TASK BRIEF: Retype every line of the data below word for word, changing nothing.

RECORDS TO PROCESS:
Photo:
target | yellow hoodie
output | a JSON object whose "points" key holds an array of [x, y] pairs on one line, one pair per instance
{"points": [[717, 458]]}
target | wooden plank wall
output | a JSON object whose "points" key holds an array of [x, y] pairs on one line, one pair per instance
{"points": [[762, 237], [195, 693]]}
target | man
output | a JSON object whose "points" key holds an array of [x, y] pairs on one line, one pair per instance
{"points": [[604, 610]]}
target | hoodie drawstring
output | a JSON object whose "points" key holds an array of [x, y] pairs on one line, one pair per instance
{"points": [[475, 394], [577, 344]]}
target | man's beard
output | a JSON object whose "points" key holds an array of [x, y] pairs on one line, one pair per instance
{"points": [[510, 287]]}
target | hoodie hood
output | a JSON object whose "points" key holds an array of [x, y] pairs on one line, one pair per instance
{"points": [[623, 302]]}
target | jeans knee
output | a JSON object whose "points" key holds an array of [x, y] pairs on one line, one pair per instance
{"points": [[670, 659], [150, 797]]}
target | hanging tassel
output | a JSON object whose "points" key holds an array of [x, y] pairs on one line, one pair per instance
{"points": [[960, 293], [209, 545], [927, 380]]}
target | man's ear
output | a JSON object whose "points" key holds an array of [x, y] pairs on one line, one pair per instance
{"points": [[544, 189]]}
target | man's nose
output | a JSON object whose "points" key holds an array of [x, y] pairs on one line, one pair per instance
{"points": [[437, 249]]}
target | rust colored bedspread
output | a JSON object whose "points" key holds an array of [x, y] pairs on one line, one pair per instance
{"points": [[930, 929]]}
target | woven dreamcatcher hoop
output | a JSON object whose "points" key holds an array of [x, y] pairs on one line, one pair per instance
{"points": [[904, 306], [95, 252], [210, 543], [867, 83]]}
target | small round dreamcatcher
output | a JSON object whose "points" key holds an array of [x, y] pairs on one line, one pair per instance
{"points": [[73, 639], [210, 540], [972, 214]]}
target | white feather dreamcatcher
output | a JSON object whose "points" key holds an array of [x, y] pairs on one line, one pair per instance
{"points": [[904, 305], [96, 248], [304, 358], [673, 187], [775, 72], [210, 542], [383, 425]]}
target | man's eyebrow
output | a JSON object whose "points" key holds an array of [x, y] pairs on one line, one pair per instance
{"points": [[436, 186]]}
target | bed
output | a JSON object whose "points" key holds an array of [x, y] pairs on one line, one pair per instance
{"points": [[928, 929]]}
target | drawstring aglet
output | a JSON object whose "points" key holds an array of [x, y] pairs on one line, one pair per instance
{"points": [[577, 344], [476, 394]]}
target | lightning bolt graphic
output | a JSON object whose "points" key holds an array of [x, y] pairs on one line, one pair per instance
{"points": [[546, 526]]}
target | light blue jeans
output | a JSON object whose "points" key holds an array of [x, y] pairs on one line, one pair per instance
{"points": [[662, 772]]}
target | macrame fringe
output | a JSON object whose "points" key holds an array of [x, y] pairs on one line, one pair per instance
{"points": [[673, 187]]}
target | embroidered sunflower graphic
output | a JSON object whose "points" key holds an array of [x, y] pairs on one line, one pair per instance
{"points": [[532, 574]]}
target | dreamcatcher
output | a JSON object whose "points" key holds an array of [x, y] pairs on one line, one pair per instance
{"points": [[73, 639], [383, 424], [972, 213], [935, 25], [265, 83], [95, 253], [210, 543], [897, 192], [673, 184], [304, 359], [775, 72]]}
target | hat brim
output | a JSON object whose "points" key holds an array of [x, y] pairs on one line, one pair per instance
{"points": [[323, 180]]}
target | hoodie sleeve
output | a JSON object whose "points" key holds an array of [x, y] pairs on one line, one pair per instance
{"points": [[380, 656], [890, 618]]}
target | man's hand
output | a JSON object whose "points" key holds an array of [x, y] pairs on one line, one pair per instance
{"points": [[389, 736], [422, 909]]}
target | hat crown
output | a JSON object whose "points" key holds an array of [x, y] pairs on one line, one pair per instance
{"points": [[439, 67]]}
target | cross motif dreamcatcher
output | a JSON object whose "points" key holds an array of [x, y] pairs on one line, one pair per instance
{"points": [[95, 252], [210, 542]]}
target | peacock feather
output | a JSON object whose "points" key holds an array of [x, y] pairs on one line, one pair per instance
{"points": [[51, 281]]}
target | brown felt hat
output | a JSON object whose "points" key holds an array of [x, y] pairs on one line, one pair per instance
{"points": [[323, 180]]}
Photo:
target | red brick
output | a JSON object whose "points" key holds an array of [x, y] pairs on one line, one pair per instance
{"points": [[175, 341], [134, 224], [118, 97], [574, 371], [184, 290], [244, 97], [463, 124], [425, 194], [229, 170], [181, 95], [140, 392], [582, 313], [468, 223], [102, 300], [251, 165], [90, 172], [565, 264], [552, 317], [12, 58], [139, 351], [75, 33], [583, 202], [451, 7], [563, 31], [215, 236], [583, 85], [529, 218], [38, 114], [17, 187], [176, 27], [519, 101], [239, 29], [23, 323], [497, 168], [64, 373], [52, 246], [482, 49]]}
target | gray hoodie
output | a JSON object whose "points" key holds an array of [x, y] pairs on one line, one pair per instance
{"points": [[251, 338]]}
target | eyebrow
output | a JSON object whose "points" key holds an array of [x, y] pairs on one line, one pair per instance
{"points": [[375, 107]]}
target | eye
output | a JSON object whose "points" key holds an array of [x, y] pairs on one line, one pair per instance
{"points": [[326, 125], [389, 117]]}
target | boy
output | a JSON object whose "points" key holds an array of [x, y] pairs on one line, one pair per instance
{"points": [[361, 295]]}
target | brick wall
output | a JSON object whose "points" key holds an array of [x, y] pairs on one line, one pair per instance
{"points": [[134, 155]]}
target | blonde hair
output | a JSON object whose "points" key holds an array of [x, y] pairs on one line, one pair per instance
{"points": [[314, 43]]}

COMPLETE RESPONSE:
Photo:
target | yellow hoodie
output | a JSON object whose "points" key holds an array of [x, y] pairs on one line, one pair per instance
{"points": [[717, 458]]}
target | wooden plank wall
output | a JSON object whose "points" key holds an array of [x, y] pairs on one line, one pair per instance
{"points": [[762, 237], [195, 693]]}
target | man
output | a JSON object whose "points" key holds an array of [x, y] pairs on one line, one pair per instance
{"points": [[604, 610]]}
target | hoodie drawstring
output | a JSON object whose "points" key holds an array of [x, y] pairs on one line, one pair per instance
{"points": [[475, 394], [577, 344]]}
target | man's beard
output | a JSON object whose "points" key holds an array of [x, y] pairs on one line, one pair per instance
{"points": [[510, 287]]}
target | hoodie hood
output | a JSON object whose "points" key holds an array of [x, y] pairs on one line, one pair per instance
{"points": [[623, 302]]}
target | jeans knee
output | a JSON object whose "points" key holds an array of [x, y] pairs on one line, one pair per instance
{"points": [[670, 659], [150, 797]]}
target | hanging tassel
output | a JSON object whose "points" key holds an array of [x, y] pairs on one line, one pair per instance
{"points": [[960, 293], [209, 545], [927, 380]]}
target | man's ear
output | a JSON object whose "points" key holds an array of [x, y] pairs on one line, one pair per instance
{"points": [[544, 189]]}
target | man's nose
output | a JSON object whose "points" key holds an array of [x, y] pairs on one line, one pair per instance
{"points": [[437, 249]]}
target | rust colored bedspread
output | a JSON object whose "points" key holds an array of [x, y] pairs on one line, one pair per instance
{"points": [[930, 929]]}
target | woven dreamcatcher hoop
output | a JSON object whose "points" key holds an array of [x, y] pairs on one line, one pair per instance
{"points": [[904, 306], [95, 252], [210, 543], [867, 83]]}
target | small round dreamcatcher
output | a JSON object whose "points" key holds an array of [x, y] pairs on one line, one pair per instance
{"points": [[73, 639], [210, 540], [972, 214]]}
target | white feather dreamcatcher
output | a JSON object whose "points" key holds an array of [x, y] pairs on one line, one pair per instance
{"points": [[904, 305], [96, 248], [304, 358], [673, 187], [775, 72], [210, 542], [383, 425]]}
target | man's eyebrow
output | a JSON object whose "points" key holds an array of [x, y] pairs on one line, one pair per instance
{"points": [[436, 186]]}
target | bed
output | a JSON object whose "points" key holds an array of [x, y] pairs on one line, one pair per instance
{"points": [[928, 929]]}
target | drawstring aglet
output | a JSON object whose "points" key holds an array of [x, y] pairs on one line, one pair per instance
{"points": [[577, 344], [476, 394]]}
target | lightning bolt graphic
output | a JSON object whose "points" key holds an array of [x, y] pairs on one line, one pair per instance
{"points": [[546, 526]]}
target | light blue jeans
output | a JSON object whose "points" key holds an array of [x, y] pairs on one line, one pair per instance
{"points": [[662, 772]]}
target | macrame fringe
output | a JSON object whose "points" key holds an array of [x, y] pairs on one line, one pair per instance
{"points": [[673, 187]]}
target | embroidered sunflower graphic
output | a JSON object whose "points" key holds an array of [x, y] pairs on one line, one pair per instance
{"points": [[532, 574]]}
target | dreamcatcher
output | a JSON object whose "points" key holds an array of [x, y] pairs on one line, one pair per instance
{"points": [[73, 639], [383, 424], [972, 213], [935, 25], [265, 83], [95, 253], [210, 543], [897, 192], [673, 184], [304, 359], [775, 72]]}
target | hat brim
output | a JSON object whose "points" key holds an array of [x, y] pairs on one line, one pair per instance
{"points": [[323, 180]]}
target | hoodie sleeve
output | a JSON object whose "points" key holds an array of [x, y] pairs on one line, one pair per instance
{"points": [[380, 656], [890, 618]]}
target | man's hand
output | a JSON object whose "points" key holds an array of [x, y] pairs on one line, one pair per instance
{"points": [[389, 736], [422, 909]]}
target | hat crown
output | a JSON object whose "points" key holds an array of [x, y] pairs on one line, one pair per instance
{"points": [[439, 67]]}
target | cross motif dreamcatcher
output | a JSON object whose "points" key holds an array of [x, y] pairs on one line, one pair per instance
{"points": [[95, 252], [210, 542]]}
target | peacock feather
output | a JSON object whose "points" key holds an array of [x, y] pairs on one line, one pair per instance
{"points": [[51, 281]]}
target | brown felt hat
output | a JSON object whose "points" key holds an array of [x, y] pairs on one line, one pair per instance
{"points": [[323, 180]]}
Photo:
target | red brick
output | a JSON object whose "points" key holds an array of [x, y] pairs on one line, one pair per instance
{"points": [[175, 341], [134, 224], [118, 97], [574, 371], [184, 290], [244, 97], [463, 124], [425, 194], [229, 170], [181, 95], [140, 392], [582, 313], [468, 223], [102, 300], [251, 165], [90, 172], [565, 264], [552, 317], [12, 58], [139, 351], [75, 33], [583, 202], [451, 7], [563, 31], [215, 236], [583, 85], [529, 218], [38, 114], [17, 187], [176, 27], [519, 101], [239, 29], [23, 323], [497, 168], [64, 373], [52, 246], [482, 49]]}
target | gray hoodie
output | a JSON object whose "points" key holds an array of [x, y] pairs on one line, one pair per instance
{"points": [[251, 338]]}
target | eyebrow
output | a JSON object whose "points" key holds an array of [x, y] pairs on one line, one pair per instance
{"points": [[375, 107]]}
target | eye
output | a JSON object whose "points" key holds an array of [x, y] pairs on one line, one pair per instance
{"points": [[326, 125], [389, 117]]}
target | boy
output | a JSON object whose "points" key holds an array of [x, y] pairs on one line, one pair per instance
{"points": [[361, 295]]}
target | brick wall
output | a JSON object whose "points" key holds an array of [x, y] pairs on one line, one pair per instance
{"points": [[134, 155]]}
target | blonde hair
output | a JSON object whose "points" key holds an array of [x, y] pairs on one line, one pair per instance
{"points": [[314, 43]]}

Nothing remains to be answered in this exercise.